● Instructions to follow:
Below are records to be reproduced exactly and in full.

● Information supplied:
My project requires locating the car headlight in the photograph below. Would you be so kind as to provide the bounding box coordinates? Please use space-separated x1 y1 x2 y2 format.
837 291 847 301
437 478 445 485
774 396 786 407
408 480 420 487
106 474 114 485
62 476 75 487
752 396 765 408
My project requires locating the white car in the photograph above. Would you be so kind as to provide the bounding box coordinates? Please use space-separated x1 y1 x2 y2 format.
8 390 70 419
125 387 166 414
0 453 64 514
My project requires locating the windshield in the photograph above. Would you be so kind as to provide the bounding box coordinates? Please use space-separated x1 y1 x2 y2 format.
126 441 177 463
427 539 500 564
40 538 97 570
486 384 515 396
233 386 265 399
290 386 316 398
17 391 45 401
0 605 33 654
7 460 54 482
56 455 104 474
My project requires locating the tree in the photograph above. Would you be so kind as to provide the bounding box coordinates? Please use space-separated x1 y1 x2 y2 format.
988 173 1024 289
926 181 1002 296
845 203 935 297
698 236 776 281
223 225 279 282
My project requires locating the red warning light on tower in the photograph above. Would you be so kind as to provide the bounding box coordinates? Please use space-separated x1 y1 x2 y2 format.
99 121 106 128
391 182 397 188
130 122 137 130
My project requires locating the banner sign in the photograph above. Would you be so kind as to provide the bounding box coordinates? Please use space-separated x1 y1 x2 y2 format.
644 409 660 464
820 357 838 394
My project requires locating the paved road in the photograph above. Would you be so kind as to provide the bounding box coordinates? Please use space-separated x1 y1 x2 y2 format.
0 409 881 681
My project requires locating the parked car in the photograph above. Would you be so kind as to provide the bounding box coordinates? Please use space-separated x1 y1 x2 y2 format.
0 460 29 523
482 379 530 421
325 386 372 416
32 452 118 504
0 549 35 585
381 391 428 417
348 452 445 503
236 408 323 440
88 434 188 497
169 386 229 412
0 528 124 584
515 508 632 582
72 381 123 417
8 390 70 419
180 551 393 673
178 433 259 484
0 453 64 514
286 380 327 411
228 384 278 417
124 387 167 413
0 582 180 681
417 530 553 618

● Problem solution:
My project requires locating the car headlight in the photograph below. Would you be so kind as to provide the bounding box coordinates? Please use space-separated x1 y1 x2 y2 format.
837 291 847 301
437 478 445 485
774 396 786 407
408 480 420 487
106 474 114 485
62 476 75 487
752 396 765 408
My project requires locating the white car in the photograph above. Would you be so kind as to provide the bounding box coordinates? Please use space-separated x1 y1 x2 y2 format.
8 390 70 419
125 387 166 414
0 453 64 514
My project requires locating the windshield in the photograph above. Would you be so kind as to provide the bounding box coordinates? Please use space-separated x1 y1 x2 y2 format.
126 441 177 463
427 539 500 564
40 538 97 570
486 384 515 396
233 386 265 399
290 386 316 398
17 391 45 401
0 605 33 654
7 460 54 482
56 455 104 474
My project requires locating the tree in the photograph above. Would you be so kind as to provide the bounding box coordinates? Please use space-separated x1 y1 x2 y2 format.
988 173 1024 289
926 181 1002 296
845 203 935 297
698 236 776 281
223 225 279 282
My project requires locating the red warning light on tower in the photograph above. Would you be so kind as to provide the bounding box coordinates? Please use space-separated x1 y1 x2 y2 format.
99 121 106 128
391 182 397 188
130 122 137 130
My project requires locating the banner sign in the photograph above. Would you be so kind as to provide the bounding box coordinates? Please use space-separated x1 y1 x2 y2 format.
644 409 660 464
820 357 838 394
My project requires locating the paved road in the photograph above. Would you be so kind as to provide the bounding box coordinates? Please use space-separated x1 y1 x2 y2 format.
0 409 881 681
My project requires locating the parked car in the photograph above. Would you be so kind as to provide the bounding box coordinates? Please use space-separated x1 y1 x2 y2 format.
0 460 29 523
482 379 530 421
325 386 372 416
32 452 118 504
0 549 35 585
381 391 428 417
348 452 445 503
236 408 323 440
88 434 188 497
169 386 229 412
0 528 124 584
515 508 632 582
72 381 123 417
8 390 70 419
180 551 393 673
178 433 259 484
0 453 64 514
286 380 327 411
228 384 278 417
124 387 167 413
0 582 180 681
417 530 553 618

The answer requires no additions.